[Input data — start]
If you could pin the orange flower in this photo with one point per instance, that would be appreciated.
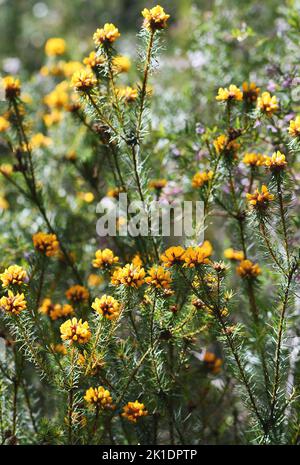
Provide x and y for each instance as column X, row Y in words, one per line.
column 173, row 255
column 159, row 277
column 155, row 18
column 198, row 255
column 260, row 199
column 132, row 411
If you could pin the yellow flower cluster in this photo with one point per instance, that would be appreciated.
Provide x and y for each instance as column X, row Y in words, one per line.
column 129, row 275
column 267, row 104
column 99, row 397
column 260, row 199
column 190, row 257
column 254, row 159
column 83, row 80
column 294, row 128
column 223, row 144
column 127, row 93
column 39, row 140
column 107, row 306
column 235, row 255
column 159, row 277
column 201, row 178
column 233, row 93
column 13, row 303
column 75, row 331
column 46, row 243
column 104, row 259
column 155, row 18
column 55, row 311
column 94, row 60
column 55, row 46
column 12, row 87
column 132, row 411
column 4, row 124
column 106, row 35
column 248, row 269
column 198, row 255
column 173, row 255
column 121, row 64
column 77, row 293
column 13, row 275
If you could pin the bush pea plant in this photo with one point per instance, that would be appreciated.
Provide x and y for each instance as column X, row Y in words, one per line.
column 148, row 339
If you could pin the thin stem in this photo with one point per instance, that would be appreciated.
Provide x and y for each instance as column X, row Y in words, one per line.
column 282, row 215
column 144, row 84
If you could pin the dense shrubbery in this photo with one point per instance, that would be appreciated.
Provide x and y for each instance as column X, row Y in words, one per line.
column 151, row 340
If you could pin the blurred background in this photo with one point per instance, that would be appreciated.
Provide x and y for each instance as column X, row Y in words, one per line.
column 26, row 24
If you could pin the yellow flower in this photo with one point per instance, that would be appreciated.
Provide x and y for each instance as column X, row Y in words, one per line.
column 294, row 129
column 267, row 104
column 250, row 92
column 198, row 255
column 46, row 243
column 94, row 280
column 39, row 140
column 87, row 197
column 232, row 254
column 55, row 46
column 276, row 162
column 55, row 311
column 94, row 60
column 75, row 331
column 52, row 118
column 173, row 255
column 121, row 64
column 83, row 80
column 6, row 169
column 254, row 159
column 107, row 306
column 127, row 93
column 77, row 293
column 99, row 396
column 260, row 199
column 13, row 304
column 106, row 35
column 130, row 276
column 248, row 269
column 223, row 144
column 134, row 410
column 104, row 259
column 155, row 18
column 159, row 277
column 137, row 261
column 13, row 275
column 157, row 184
column 12, row 87
column 4, row 124
column 201, row 178
column 233, row 93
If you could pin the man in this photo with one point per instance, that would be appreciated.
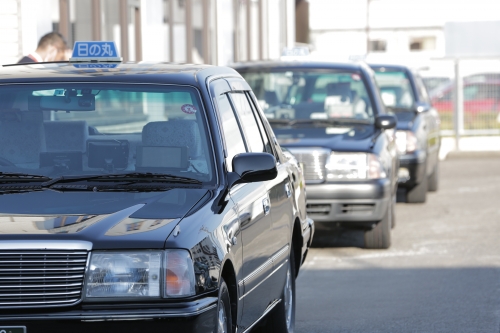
[Input data — finish]
> _How to complete this task_:
Looking at the data above, return every line from the one with "If you could pin the dense" down to the one with "If you could pin the yellow flower in", exactly and inclusively.

> _Response_:
If you could pin the dense shrubbery in this photo with one point per instance, that would be appreciated.
Provide x and y for each instance as column X, row Y in words, one per line.
column 151, row 340
If you could pin the blurred background in this photo with one point per instance, that would be appreciated.
Provide x and y for each instance as column X, row Y in words, one per line.
column 26, row 24
If you could pin the yellow flower in this photo with one point per instance, that would be appreciated.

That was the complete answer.